# [Source extract]
################

Fletcher was named first on the royal patent of 19 May 1603 that transformed the Lord Chamberlain's Men into the King's Men. William Shakespeare was second, and Richard Burbage third, and this order was significant, in the highly hierarchical world of the time. Yet Fletcher never appears on the other documents that give later generations limited knowledge of the King's Men; he doesn't seem to have acted, in the leading acting company of the age. Unlike the eight men whose names follow on the patent, Fletcher was not, or not primarily, a London actor. He had been "comedian to His Majesty" before the Union of Crowns in 1603, when James VI and I was King of Scotland only.

The names of actors on the patent were Fletcher's, then "William Shakespeare, Richard Burbage, Augustyne Philipps, John Henings, Henrie Condel, William Sly, Robert Armyn, Richard Cowly, and the rest of their associates". They are permitted "freely to use and exercise the Arte and Faculty of playing Comedies, Tragedies, Histories, Enterludes, Morals, Pastoralls, Stageplaies, and such others". The patent specified they would play the Globe Theatre, and elsewhere, whenever the plague subsided.

Fletcher's inclusion on the 1603 patent may have been diplomatic and bureaucratic, a way of easing and greasing the company's transition from the old regime to the new; or perhaps Fletcher intended to be an active member of the company (their comedian Thomas Pope died in 1603, and Fletcher could have been his replacement), but was prevented by declining health.

################

# [Collected data]
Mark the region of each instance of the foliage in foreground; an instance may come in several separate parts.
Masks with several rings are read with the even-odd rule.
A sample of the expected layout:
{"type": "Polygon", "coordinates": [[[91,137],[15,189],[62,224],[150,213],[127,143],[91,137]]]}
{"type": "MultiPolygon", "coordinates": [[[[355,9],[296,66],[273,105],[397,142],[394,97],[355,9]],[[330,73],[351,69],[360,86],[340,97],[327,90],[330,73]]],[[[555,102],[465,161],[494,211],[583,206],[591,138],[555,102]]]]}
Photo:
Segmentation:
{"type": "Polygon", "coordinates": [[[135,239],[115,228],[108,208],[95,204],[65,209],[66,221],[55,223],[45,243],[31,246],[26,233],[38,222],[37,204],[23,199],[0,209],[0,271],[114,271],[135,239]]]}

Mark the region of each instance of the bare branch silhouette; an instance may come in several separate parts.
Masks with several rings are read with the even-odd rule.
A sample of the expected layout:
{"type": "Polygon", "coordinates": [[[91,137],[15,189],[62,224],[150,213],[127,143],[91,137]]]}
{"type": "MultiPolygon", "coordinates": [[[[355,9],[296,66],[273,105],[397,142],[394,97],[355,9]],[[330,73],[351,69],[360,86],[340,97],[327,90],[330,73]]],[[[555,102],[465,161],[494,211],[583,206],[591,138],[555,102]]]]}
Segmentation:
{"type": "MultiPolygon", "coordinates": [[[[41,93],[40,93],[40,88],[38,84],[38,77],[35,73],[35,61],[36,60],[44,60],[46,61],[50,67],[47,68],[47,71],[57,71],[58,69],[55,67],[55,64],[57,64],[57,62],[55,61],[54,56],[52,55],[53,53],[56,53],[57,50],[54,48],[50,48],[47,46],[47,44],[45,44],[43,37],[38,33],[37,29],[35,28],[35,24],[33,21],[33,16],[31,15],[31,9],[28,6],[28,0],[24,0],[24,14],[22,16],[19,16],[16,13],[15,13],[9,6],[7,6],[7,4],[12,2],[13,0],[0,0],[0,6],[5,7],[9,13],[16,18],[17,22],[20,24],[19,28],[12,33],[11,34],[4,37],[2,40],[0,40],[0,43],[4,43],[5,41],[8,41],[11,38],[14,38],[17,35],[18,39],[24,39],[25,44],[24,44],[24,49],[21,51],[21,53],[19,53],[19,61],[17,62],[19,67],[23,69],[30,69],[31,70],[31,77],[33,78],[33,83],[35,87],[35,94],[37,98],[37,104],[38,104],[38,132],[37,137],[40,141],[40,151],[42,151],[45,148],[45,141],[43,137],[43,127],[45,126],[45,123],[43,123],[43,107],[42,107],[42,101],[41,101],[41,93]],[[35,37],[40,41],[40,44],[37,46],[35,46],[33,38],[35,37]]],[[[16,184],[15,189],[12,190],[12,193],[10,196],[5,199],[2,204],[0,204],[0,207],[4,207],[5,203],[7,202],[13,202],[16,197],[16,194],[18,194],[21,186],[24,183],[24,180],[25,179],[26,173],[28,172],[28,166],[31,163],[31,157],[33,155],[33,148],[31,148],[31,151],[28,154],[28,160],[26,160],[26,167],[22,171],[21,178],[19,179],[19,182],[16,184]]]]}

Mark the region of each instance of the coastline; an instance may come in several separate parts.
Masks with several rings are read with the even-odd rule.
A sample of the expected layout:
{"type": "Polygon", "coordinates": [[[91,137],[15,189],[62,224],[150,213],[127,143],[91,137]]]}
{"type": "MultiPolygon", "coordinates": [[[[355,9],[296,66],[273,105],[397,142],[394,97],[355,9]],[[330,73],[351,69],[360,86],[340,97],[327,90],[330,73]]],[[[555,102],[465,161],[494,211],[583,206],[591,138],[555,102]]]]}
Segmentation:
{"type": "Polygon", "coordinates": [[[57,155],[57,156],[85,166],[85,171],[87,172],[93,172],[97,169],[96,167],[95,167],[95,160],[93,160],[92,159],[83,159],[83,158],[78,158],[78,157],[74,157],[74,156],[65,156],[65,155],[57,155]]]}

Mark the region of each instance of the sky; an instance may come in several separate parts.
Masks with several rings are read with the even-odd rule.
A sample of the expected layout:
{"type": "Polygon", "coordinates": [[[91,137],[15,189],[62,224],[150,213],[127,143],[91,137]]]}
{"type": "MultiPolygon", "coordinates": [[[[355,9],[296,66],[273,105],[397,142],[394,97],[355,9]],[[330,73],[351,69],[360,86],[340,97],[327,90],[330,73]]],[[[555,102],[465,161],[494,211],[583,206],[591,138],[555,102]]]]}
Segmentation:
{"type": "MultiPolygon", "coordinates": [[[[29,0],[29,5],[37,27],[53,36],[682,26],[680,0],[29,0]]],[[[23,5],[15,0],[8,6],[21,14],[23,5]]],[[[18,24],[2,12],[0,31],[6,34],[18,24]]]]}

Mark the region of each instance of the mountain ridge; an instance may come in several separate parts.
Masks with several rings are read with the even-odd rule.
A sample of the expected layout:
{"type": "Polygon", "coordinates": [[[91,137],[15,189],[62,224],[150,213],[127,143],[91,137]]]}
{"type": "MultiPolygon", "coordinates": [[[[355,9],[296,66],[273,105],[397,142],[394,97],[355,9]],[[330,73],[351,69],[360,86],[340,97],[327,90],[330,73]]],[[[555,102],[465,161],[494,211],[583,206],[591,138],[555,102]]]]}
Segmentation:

################

# [Tasks and exercises]
• 1. Answer these from the passage about Fletcher and the 1603 patent:
(a) Who was named third on the royal patent of 19 May 1603?
(b) Which theater did the patent say the company would play?
(c) Which comedian of the company died in 1603?
• 2. Pick up the passage about Fletcher and the 1603 patent and keep writing from where it stops.

# [Solved problems]
• 1.
(a) Richard Burbage
(b) The Globe Theatre
(c) Thomas Pope

• 2.
Augustine Phillips died in May 1605. He left 20 shillings to his "fellow" Fletcher. This is less than the 30 shillings he left to Shakespeare, Henry Condell, and Christopher Beeston, but the same sum he left to fellow King's Men Robert Armin, Alexander Cooke, Richard Cowley, and Nicholas Tooley. This seems to suggest that Fletcher was more than a mere name on a document to Phillips, though what more, precisely, is impossible to say, given the limits of the record.

Fletcher was buried on 12 September 1608, in St. Saviour's Church, Southwark.

==Lawrence Fletcher in Scotland==
Fletcher was mentioned by an English diplomat in Edinburgh, George Nicholson in March 1595. James VI was evidently fond of Fletcher, and he joked about the actor who might have been "hanged for his cause."

Fletcher was in Edinburgh at the end of 1599, protected by James VI from sanction by the Kirk and town council. He was helped by the courtier George Elphinstone who bought timber for the stage, and distributed reward money from the king. They also played in Dundee and Aberdeen, where Fletcher, described as the king's servant, was made a freeman of the burgh.

He may have been the Englishman prevented from staging a play in St Andrews in October 1598.